§ **SHORT EXERCISE**
Can you collect every line of the material below that contains the string "target", treating uppercase and lowercase as different?

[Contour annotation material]
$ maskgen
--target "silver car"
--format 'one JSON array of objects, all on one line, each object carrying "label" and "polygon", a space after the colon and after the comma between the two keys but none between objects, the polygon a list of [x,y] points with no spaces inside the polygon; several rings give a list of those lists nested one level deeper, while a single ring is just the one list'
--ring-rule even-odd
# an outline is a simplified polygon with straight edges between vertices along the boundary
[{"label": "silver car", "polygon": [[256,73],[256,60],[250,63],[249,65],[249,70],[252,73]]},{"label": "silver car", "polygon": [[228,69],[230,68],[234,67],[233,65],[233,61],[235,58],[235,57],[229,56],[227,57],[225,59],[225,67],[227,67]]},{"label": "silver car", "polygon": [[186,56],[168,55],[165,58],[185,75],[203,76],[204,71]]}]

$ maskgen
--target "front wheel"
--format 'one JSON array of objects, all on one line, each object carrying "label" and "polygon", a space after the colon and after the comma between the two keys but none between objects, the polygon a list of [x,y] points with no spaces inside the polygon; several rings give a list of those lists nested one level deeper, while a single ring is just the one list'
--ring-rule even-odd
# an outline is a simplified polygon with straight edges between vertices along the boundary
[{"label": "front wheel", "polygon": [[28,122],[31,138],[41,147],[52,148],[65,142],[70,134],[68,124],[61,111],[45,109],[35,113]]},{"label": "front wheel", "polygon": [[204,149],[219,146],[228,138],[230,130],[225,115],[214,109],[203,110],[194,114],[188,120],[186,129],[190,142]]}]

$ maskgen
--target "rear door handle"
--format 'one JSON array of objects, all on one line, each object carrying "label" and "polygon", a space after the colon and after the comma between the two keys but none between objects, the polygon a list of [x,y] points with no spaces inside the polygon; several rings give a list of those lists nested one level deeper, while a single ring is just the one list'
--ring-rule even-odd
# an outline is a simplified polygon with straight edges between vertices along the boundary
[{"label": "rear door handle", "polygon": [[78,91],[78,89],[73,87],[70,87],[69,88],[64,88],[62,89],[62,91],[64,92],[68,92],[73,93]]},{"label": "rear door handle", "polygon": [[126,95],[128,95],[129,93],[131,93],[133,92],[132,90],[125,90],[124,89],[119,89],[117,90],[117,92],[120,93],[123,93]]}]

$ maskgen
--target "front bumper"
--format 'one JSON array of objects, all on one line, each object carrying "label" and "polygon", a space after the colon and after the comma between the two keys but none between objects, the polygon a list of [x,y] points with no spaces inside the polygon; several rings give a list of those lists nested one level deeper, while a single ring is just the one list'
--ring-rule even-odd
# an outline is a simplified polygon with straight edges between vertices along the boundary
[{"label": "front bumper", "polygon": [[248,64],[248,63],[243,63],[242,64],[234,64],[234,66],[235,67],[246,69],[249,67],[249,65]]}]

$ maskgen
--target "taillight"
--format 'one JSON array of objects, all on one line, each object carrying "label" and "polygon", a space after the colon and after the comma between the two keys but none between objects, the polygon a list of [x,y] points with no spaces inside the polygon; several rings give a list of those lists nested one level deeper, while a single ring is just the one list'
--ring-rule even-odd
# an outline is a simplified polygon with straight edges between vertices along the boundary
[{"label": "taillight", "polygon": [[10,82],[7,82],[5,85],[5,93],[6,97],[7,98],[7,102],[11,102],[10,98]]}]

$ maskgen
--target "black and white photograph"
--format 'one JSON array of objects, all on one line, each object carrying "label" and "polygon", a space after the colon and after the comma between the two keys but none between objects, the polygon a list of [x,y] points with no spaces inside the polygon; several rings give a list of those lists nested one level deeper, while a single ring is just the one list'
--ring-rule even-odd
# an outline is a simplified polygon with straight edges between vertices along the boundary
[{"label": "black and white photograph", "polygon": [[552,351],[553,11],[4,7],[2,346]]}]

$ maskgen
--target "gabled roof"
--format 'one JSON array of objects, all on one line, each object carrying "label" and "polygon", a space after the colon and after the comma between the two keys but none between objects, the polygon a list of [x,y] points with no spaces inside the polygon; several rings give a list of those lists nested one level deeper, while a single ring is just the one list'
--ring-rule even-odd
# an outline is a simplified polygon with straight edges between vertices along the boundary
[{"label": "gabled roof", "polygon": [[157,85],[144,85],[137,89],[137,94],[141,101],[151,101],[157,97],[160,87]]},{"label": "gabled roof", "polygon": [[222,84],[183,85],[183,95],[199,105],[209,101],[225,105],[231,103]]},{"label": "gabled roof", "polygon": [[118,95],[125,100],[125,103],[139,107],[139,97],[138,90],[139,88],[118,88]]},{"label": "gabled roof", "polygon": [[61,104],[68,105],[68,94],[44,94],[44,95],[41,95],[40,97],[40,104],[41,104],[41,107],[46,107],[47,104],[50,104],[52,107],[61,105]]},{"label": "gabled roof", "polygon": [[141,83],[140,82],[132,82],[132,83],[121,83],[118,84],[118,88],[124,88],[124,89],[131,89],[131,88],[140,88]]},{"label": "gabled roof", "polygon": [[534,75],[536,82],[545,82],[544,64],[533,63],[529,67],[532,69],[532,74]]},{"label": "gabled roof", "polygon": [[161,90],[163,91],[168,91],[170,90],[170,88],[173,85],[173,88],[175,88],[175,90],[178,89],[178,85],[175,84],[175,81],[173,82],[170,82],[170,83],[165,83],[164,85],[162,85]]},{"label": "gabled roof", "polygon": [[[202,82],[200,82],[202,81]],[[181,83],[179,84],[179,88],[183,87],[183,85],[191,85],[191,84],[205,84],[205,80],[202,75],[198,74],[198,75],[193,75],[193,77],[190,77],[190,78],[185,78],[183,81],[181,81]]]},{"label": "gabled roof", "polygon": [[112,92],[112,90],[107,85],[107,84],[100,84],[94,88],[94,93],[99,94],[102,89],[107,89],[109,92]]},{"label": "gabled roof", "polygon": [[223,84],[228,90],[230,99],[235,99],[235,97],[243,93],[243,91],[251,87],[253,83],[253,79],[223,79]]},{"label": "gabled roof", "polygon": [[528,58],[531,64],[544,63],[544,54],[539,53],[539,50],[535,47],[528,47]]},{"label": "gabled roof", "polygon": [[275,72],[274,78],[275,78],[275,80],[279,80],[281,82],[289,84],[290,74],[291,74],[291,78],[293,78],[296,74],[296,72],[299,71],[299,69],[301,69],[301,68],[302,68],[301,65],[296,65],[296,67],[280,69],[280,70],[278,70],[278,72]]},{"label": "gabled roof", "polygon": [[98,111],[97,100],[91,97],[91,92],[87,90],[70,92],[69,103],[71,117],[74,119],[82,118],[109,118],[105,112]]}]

§ **RESPONSE TO THE TASK**
--target "silver car"
--target "front wheel"
--target "rear door handle"
--target "front bumper"
--target "taillight"
--target "black and white photograph"
--target "gabled roof"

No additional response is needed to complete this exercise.